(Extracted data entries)
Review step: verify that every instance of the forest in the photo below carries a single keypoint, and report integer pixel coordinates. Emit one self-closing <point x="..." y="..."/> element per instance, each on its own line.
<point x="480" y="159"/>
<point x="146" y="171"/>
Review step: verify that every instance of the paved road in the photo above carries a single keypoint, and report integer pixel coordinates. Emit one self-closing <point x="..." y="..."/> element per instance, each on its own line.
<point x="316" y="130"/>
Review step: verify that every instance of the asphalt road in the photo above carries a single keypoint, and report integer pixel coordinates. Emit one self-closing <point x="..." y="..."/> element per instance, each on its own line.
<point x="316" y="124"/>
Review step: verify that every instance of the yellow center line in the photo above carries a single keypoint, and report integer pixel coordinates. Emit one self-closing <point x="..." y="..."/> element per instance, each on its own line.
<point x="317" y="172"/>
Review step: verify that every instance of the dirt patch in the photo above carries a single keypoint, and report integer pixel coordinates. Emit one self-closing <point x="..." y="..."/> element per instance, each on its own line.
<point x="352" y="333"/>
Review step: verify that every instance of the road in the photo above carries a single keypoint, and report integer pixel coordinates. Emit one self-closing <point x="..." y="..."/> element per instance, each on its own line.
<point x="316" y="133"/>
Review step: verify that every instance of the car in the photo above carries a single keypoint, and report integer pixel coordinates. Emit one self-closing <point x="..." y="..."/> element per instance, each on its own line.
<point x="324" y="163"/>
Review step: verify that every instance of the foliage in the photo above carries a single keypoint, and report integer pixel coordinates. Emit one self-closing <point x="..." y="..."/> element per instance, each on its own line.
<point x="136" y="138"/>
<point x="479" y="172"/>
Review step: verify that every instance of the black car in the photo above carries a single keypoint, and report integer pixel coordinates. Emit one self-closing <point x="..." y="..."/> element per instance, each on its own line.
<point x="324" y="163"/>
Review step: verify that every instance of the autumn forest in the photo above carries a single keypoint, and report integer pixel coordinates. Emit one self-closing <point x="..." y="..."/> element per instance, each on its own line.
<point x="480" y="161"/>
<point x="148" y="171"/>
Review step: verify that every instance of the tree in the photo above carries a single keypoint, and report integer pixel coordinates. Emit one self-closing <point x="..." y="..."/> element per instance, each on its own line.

Problem description:
Each record above must be output without any alteration.

Response box:
Review step: verify that every instance of the forest in the photo below carries a single keypoint, and report integer pixel coordinates. Emit one self-closing <point x="..." y="..."/> element per instance, each on its own line.
<point x="480" y="159"/>
<point x="146" y="171"/>
Review step: verify that every instance of the paved road in the photo above carries a single keypoint, and report integer pixel coordinates. Emit one self-closing <point x="..." y="..."/> element per instance, each on its own line.
<point x="316" y="130"/>
Review step: verify that every instance of the asphalt road in the photo above carries a single keypoint, and report integer pixel coordinates. Emit one self-closing <point x="..." y="..."/> element per instance, each on its own line.
<point x="316" y="124"/>
Review step: verify that every instance of the yellow center line in the photo above carries a single keypoint, and report integer pixel coordinates. Emit one self-closing <point x="..." y="..."/> element per instance, each on its own line.
<point x="317" y="172"/>
Review step: verify that every instance of the dirt patch in the photo above carries a single keypoint, and report integer pixel coordinates. Emit one self-closing <point x="..." y="..."/> element per instance, each on its own line.
<point x="352" y="333"/>
Review step: verify that every instance of the road in the photo above carries a single keypoint, and report integer pixel coordinates. Emit one self-closing <point x="..." y="..."/> element per instance, each on its own line.
<point x="316" y="133"/>
Review step: verify that every instance of the car in the photo above carries a single keypoint, and report integer pixel coordinates. Emit one self-closing <point x="..." y="..."/> element per instance, each on its own line.
<point x="324" y="163"/>
Review step: verify that every instance of the foliage in the photo above carries a single keypoint, and report integer pixel coordinates. Emit one self-closing <point x="..." y="..."/> element per instance, each on its own line.
<point x="136" y="138"/>
<point x="479" y="172"/>
Review step: verify that every instance of the black car in the photo above carries a single keypoint, and report integer pixel coordinates. Emit one self-closing <point x="..." y="..."/> element per instance, each on its own line.
<point x="324" y="163"/>
Review step: verify that every instance of the autumn forest in the photo above carries a single keypoint, and report integer pixel coordinates. Emit one self-closing <point x="..." y="..."/> element per instance, each on its own line.
<point x="480" y="161"/>
<point x="148" y="171"/>
Review step: verify that every instance of the tree in the photo above carries a single keypoint, and report integer pixel coordinates. Emit one self-closing <point x="..." y="..."/> element per instance, each on its own line.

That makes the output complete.